*TASK PROMPT*:
Resume the passage about the town of Kidlington, picking up right after its last sentence.

Town in Oxfordshire, England

Kidlington is a town in the Cherwell district of Oxfordshire, England (as of the 19th February 2026). In February 2026, Kidlington Parish Council voted unanimously to change its status from a village to a town.

It is situated between the River Cherwell and Oxford Canal, 5 mi north of Oxford and 8 mi south-west of Bicester. It had a population of 13,600 at the 2021 Census.

==History==
Kidlington's toponym derives from the Old English Cudelinga tun: the tun (settlement) of the "Kidlings" (sons) of Cydel-hence. The Domesday Book in 1086 records Chedelintone. By 1214 the spelling Kedelinton appears in a Calendar of Bodleian Charters. The Church of England parish church of St Mary the Virgin dates from 1220, but there is evidence of a church on the site since 1073. St Mary's has fine medieval stained glass and a 165 ft spire known as "Our Lady's Needle". It is a Grade I listed building. The tower has a ring of eight bells. Richard III Chandler of Drayton Parslow, Buckinghamshire, cast the seventh bell in 1700. Abraham I Rudhall of Gloucester cast the tenor bell in 1708 and the fifth bell in 1715. Mears and Stainbank of the Whitechapel Bell Foundry cast the treble, second, third, fourth and sixth bells in 1897, the year of Queen Victoria's Diamond Jubilee.

*RECORD EXCERPTS*:
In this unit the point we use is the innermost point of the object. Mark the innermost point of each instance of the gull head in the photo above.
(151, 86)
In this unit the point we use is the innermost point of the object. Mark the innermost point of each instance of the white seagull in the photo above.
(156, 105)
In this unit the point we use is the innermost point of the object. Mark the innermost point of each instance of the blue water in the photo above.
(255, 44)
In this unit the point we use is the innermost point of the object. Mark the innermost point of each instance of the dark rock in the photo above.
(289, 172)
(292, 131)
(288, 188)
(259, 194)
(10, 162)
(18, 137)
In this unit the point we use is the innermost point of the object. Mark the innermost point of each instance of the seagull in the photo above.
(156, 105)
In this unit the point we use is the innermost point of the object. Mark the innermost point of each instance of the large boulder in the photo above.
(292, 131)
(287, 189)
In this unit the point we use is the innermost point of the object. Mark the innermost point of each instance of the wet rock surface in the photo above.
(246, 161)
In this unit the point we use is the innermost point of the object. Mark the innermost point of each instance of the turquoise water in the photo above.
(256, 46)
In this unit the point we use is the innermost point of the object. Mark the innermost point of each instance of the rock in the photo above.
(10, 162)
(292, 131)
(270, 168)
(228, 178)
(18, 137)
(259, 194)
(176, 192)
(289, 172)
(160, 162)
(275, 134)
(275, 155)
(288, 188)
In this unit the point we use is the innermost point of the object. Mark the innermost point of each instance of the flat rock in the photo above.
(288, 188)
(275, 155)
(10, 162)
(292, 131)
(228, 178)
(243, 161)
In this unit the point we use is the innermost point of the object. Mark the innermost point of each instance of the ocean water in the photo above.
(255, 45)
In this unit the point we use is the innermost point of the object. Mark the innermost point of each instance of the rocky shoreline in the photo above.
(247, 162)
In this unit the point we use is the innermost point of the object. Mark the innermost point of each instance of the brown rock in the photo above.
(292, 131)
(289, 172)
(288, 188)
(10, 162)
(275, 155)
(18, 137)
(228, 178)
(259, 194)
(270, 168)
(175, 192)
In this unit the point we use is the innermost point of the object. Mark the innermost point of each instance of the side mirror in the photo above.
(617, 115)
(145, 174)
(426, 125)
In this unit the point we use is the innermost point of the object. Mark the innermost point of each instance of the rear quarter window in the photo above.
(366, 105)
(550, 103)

*TASK ANSWER*:
Behind the church are archaeological remains of a three-sided moat. St Mary's Rectory is Tudor. Beside the church are almshouses built by Sir William Morton in 1671 in memory of his wife and children, whose names are inscribed above the windows. Sir William was a Royalist Commander in the Civil War and lived in nearby Hampden Manor in Mill Street. Other residents of Hampden Manor have included Sir John Vanbrugh, during the building of Blenheim Palace in Woodstock. The square tower-water closet in the front garden of Hampden Manor was built by Vanbrugh. It drains into a brook that now runs underground along Mill Street into the nearby Cherwell. Thomas Beecham formulated his pills while living in a cottage near the manor and worked for a time as a gardener for John Sydenham.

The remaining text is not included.